Action item A.
Answer these questions from the text on the right to refuse service, one answer per line, marked the same way:
(i) In what year did Congress pass Public Law 88-352?
(ii) What sign is cited as an example of a company's clothing or health requirement?
(iii) What example of lawful discrimination does the text give?
Action item B. Carry on the text about the right to refuse service, starting after its final sentence.

Somewhere out there in the U.S., you may have seen a sign hanging in a window that reads, “We reserve the right to refuse service.”
The public statement may seem like a simple one—but it is a highly political act that draws a fine line between constitutional rights and unlawful discrimination, leaving many to wonder if this “right” is actually legal or not.
The simple answer is yes, the ‘right to refuse service’ is legal—but it is accompanied by some pretty big exceptions. It’s worth picking this one apart, no matter which side of the service counter you stand.
The legal line on discrimination
In 1964, Congress passed Public Law 88-352, which included the Equal Employment Opportunity Commission as well as the Civil Rights Act of 1964, which focused on discrimination in public service or hiring. The Civil Rights Act of 1964 prohibits public accommodations from refusing service to customers because of skin color, race, religion, sex, nationality, or any physical conditions a customer can’t prevent.
The right to refuse service, then, means that public accommodations, such as restaurants, theaters, banks, gyms, and stores, can lawfully deny service to a customer if they feel that their business might suffer from engaging in such a transaction—as long as they don’t base that decision on the categories above.
How can a business legally refuse service?
A business or a business owner can refuse service if:
- The customer is too rowdy and causing a scene.
- The customer threatens an employee or the business owner, making that party feel like they are in danger.
- The customer does not meet the company’s clothing or health requirement. (i.e. “No Shirt, No Shoes, No Service”)
- The customer breaks the lawful rules of the establishment; for example, if a tenant breaches the “no-pet policy” for the housing they are trying to acquire.
- The customer would overfill the establishment’s capacity.
- The customer requests service when the establishment is not open.
Can a restaurant or bar refuse service to someone because they are offended by the customer’s cargo shorts? Sure. In fact, there are restaurants who won’t serve you if you aren’t dressed your best.
However, businesses do not have the right to deny service to a customer because she is a woman or worships a different god—that’s called unlawful discrimination.
What exactly is the difference between unlawful discrimination and lawful discrimination?
Lawful discrimination is when someone is treated differently due to characteristics that do not pertain to civil rights—i.e. being denied a loan from a bank due to poor credit. That’s considered your own fault.
Both state and federal laws prohibit discrimination based on age, disability, sex, race, religion, and nationality in any capacity. When discrimination involves the denial of a person due to birth or physical appearance, such as refusing to serve a customer a cup of coffee because they are African-American, the business or company may be on the path toward a major lawsuit.

[Collected data entries]
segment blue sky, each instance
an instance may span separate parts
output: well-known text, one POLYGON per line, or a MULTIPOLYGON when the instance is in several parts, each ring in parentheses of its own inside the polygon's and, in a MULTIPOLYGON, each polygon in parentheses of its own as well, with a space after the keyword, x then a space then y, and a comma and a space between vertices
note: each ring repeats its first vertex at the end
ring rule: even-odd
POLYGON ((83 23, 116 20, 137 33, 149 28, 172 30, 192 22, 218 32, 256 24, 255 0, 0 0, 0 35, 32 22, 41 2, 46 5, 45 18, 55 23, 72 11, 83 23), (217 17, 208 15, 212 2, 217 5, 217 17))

Your response A.
(i) 1964
(ii) “No Shirt, No Shoes, No Service”
(iii) Being denied a loan from a bank due to poor credit

Your response B.
The fine line between lawful and unlawful discrimination appears when, for example, a business’ refusal targets a customer’s sexual orientation or identification within the LGBTQ community. However, a total of 29 states allow businesses to turn away a customer who is trans-gendered or homosexual under certain circumstances, while 19 states have laws with added protections against discrimination due to sexual orientation.
Are religious beliefs an exception?
Everyone knows that the First Amendment gives Americans the right to speak freely and also exercise their freedom of religion, press, assembly, and petition. Free speech is a pillar of American values—but it is also the reason why some businesses are able to refuse service to certain customers due to the owner’s religious beliefs.
In 2015, Indiana Gov. and Vice President-elect Mike Pence signed one of the harshest bills for pro-discrimination. The Religious Freedom Restoration Act (RFRA) gives any corporation or individual the right to refuse service to customers based on their “sincerely held religious beliefs.” For example, an evangelical Christian business owner can deny a married gay couple because they don’t think it’s right to marry someone of the same sex.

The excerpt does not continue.